**Stated exercise:**
Reproduce the material below with "instance" swapped for "occurrence" at every occurrence, and leave everything else unchanged.

**Source records:**

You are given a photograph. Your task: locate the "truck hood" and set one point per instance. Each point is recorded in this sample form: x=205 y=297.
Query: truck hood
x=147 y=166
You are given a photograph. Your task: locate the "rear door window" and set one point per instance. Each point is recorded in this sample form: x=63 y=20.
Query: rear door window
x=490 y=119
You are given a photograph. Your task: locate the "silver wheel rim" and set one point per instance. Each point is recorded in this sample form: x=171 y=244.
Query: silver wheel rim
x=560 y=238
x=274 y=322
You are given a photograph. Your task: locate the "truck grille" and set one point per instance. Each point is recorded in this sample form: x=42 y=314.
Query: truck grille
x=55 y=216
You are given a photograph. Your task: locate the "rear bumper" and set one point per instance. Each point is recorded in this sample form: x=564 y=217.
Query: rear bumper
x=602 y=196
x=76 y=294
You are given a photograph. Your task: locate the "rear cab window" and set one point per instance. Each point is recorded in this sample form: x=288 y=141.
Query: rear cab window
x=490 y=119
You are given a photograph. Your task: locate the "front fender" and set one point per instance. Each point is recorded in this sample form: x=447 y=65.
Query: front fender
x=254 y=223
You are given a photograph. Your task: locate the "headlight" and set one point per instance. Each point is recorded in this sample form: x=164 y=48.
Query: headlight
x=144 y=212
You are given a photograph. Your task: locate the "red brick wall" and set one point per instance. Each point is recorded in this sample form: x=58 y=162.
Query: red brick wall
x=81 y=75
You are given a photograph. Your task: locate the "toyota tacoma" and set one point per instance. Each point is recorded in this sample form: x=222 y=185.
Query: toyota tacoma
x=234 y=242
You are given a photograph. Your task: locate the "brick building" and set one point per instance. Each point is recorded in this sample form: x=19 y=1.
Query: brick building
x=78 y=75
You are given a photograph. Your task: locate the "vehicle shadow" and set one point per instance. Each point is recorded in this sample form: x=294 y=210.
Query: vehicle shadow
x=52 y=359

**Result of this exercise:**
You are given a photograph. Your task: locate the "truck hood" and set one point per occurrence. Each point is recorded in this sample form: x=205 y=297.
Query: truck hood
x=147 y=166
You are given a photograph. Your task: locate the "rear door window" and set one point per occurrence. Each point is recorded in this sample form: x=63 y=20.
Query: rear door window
x=490 y=119
You are given a photograph. Your task: locate the "silver wheel rim" and set one point per occurrence. Each point is recorded in this sample form: x=171 y=244.
Query: silver wheel rim
x=560 y=238
x=274 y=322
You are given a photograph. Your task: locate the "truck grille" and set one point per occurrence. Each point is recorded in this sample form: x=42 y=314.
Query: truck grille
x=55 y=216
You are given a photograph. Your task: locate the "rear bumper" and set one point per occurrence. Each point is recorded in this sample form: x=564 y=217.
Query: rear bumper
x=602 y=196
x=76 y=294
You are given a photograph. Your task: locate the "rear cab window" and set one point per occurrence. Each point is recorded in this sample form: x=288 y=141.
Query: rear cab window
x=490 y=119
You are given a photograph. Your task: locate the "front fender" and set one point per occurrence. Each point is recorded in this sample form: x=447 y=65.
Query: front fender
x=254 y=223
You are given a photograph. Your task: locate the "headlight" and set one point per occurrence. Each point is recorded in this sample form: x=164 y=48.
Query: headlight
x=144 y=212
You are given a photograph. Your task: locate the "red brick wall" and set one point per occurrence. Each point is recorded in this sample form: x=58 y=162.
Query: red brick wall
x=81 y=75
You are given a photograph. Your task: locate the "toyota tacoma" and set one point per occurrence. Each point is recorded in this sample form: x=222 y=185.
Query: toyota tacoma
x=234 y=242
You are given a photograph. Your task: locate the "brick building" and set one point per occurrence. Each point is recorded in this sample form: x=19 y=1.
Query: brick building
x=78 y=75
You are given a photograph. Your task: locate the "vehicle shadow" and set one point per occurrence. Each point is recorded in this sample form: x=294 y=210.
Query: vehicle shadow
x=52 y=359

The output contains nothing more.